What needs to be done – Copy the stretch of items from the line containing "Where can the metal" through the line containing "x=468, y=113", changing "lamp post" to "streetlight" and keeping everything else the same.

- - -

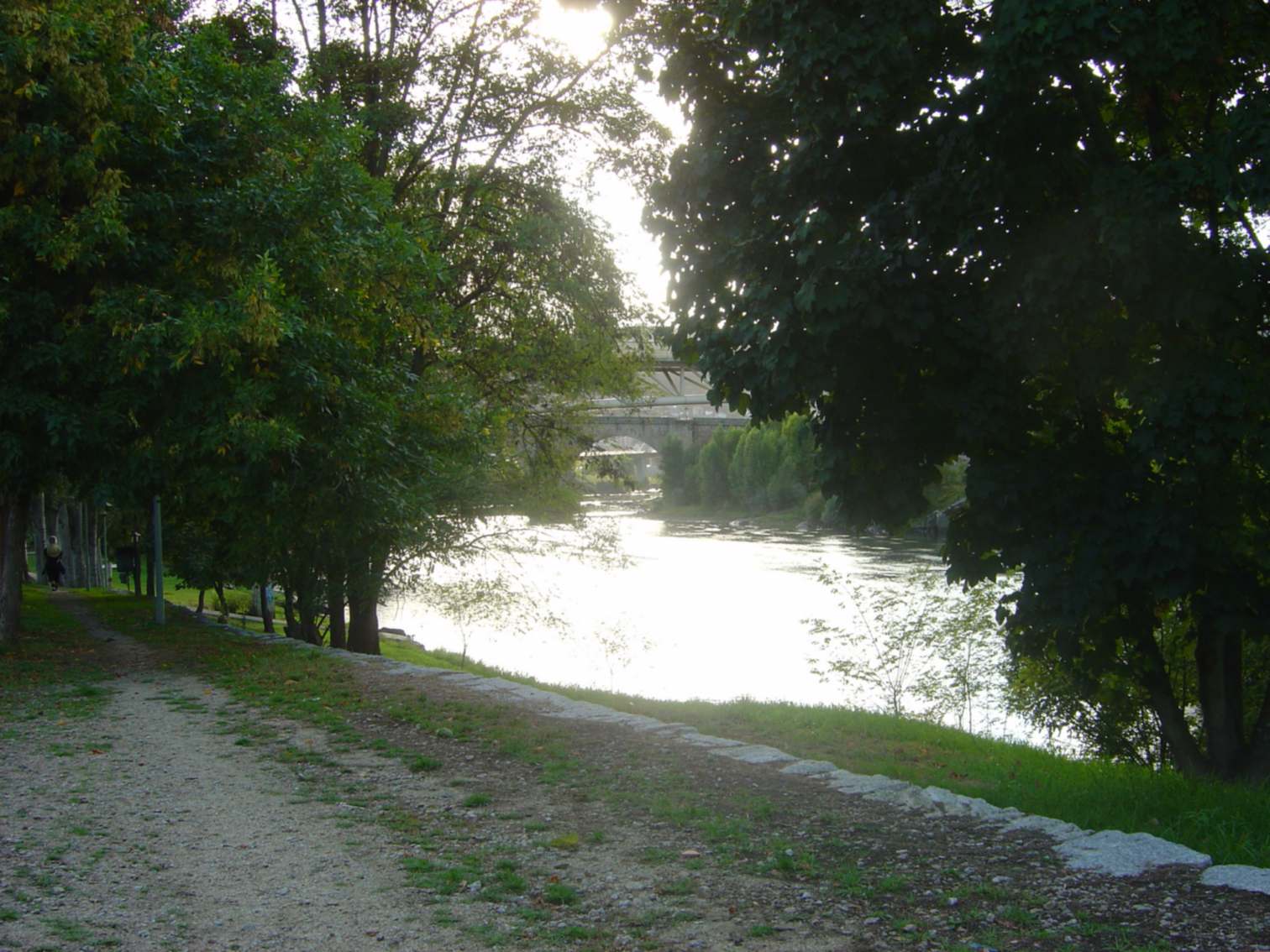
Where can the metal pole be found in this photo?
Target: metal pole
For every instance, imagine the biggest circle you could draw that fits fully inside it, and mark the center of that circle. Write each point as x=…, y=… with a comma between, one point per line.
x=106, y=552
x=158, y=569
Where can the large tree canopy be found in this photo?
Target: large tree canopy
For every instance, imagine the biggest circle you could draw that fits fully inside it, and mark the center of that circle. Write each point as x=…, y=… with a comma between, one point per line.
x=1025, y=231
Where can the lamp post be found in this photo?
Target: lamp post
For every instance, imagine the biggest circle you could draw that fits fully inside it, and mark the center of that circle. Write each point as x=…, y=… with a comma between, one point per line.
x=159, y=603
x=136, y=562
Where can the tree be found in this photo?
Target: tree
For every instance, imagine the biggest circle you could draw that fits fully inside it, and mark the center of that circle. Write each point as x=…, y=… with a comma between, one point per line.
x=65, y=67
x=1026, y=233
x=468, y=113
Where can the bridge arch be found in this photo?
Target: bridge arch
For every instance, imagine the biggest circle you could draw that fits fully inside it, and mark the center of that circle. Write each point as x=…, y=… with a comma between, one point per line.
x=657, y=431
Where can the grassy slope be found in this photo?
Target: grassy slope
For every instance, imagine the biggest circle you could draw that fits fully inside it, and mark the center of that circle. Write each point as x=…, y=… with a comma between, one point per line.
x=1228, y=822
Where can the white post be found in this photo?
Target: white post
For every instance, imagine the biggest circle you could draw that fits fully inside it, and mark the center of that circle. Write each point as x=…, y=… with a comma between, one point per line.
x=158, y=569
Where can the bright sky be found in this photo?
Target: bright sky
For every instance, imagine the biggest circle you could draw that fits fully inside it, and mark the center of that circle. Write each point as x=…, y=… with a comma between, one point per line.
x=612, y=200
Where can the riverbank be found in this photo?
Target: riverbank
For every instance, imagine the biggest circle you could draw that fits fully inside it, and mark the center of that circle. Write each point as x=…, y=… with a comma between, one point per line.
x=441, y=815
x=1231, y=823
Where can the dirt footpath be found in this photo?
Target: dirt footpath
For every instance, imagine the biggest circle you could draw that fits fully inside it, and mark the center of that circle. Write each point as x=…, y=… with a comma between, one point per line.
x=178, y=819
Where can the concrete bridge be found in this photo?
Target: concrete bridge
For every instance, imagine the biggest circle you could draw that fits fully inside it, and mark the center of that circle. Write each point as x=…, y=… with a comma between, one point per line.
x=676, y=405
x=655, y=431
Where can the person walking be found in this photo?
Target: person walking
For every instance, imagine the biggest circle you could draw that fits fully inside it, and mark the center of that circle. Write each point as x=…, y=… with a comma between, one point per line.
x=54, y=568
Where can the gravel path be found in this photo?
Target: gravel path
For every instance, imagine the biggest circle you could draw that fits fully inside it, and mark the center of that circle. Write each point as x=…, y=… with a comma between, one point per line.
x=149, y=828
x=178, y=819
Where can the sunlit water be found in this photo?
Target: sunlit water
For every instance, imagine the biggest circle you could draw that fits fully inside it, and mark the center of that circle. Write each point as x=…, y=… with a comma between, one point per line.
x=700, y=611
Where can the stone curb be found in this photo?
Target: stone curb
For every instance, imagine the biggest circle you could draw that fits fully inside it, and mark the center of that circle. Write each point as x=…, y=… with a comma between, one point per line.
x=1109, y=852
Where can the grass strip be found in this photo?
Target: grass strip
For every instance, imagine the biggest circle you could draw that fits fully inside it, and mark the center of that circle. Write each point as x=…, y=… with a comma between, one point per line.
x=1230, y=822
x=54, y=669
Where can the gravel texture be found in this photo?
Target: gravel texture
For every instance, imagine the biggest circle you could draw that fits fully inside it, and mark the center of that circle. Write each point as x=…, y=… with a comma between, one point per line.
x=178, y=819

- - -

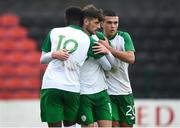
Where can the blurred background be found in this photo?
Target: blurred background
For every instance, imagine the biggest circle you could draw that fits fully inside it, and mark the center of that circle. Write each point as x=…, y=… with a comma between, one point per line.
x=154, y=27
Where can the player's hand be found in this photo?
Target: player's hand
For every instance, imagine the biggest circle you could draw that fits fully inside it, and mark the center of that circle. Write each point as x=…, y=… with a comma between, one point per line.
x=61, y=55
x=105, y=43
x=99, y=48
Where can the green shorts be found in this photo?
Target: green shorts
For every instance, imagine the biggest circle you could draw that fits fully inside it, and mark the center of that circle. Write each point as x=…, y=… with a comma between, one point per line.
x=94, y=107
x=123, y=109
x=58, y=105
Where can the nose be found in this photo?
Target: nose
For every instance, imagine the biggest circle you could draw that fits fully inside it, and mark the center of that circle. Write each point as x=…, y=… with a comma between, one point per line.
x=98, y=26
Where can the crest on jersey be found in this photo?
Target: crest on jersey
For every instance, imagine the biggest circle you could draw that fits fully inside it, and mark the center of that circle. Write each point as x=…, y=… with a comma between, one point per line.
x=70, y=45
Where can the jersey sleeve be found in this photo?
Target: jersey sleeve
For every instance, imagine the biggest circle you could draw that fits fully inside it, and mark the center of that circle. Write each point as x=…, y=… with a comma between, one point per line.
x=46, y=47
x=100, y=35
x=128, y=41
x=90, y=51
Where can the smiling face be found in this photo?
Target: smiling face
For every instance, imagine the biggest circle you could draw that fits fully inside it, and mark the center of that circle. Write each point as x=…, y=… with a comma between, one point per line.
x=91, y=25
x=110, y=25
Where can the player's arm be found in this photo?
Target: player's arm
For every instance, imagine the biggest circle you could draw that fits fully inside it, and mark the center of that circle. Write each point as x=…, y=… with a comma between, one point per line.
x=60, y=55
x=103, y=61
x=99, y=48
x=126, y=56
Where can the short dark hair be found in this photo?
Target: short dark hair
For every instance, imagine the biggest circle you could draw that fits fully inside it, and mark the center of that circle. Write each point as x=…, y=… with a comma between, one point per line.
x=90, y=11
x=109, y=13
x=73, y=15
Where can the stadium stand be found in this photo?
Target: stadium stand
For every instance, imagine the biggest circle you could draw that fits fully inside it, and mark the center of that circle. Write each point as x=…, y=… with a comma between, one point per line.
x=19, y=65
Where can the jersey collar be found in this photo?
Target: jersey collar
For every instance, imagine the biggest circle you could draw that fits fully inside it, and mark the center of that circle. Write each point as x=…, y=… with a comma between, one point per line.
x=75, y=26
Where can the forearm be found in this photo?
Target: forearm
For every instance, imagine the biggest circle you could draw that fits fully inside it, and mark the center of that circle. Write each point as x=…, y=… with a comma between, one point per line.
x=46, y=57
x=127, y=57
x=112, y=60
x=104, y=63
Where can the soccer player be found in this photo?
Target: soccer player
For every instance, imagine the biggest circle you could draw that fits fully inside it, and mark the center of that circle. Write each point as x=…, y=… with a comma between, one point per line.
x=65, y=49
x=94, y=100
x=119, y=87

- - -

Answer to this exercise –
Where can the metal pole be found in this photo?
Target: metal pole
For every instance, imagine the biggest circle you could draw that fits fully inside it, and mark the center of that circle. Write each point as x=…, y=… with a comma between, one point per line.
x=106, y=552
x=158, y=569
Where can the large tree canopy be found in this photo?
Target: large tree canopy
For every instance, imagine the biggest circle you could draw that fits fully inside it, and mark the center of that circle. Write each point as x=…, y=… with a comma between, one point per line.
x=1025, y=231
Where can the streetlight be found in this photo?
Target: streetlight
For every instance, imagine the biggest circle you could draw that fits fully inside it, and mark the center of that circle. Write each point as x=…, y=… with a comma between, one point per line.
x=159, y=603
x=136, y=562
Where can the tree be found in this photo?
Target: tree
For every instance, imagine the biggest circle you could draw that fits fully inside it, and mark the center of that circle. Write each point as x=…, y=… with a comma between, one point per line.
x=65, y=67
x=1026, y=233
x=468, y=113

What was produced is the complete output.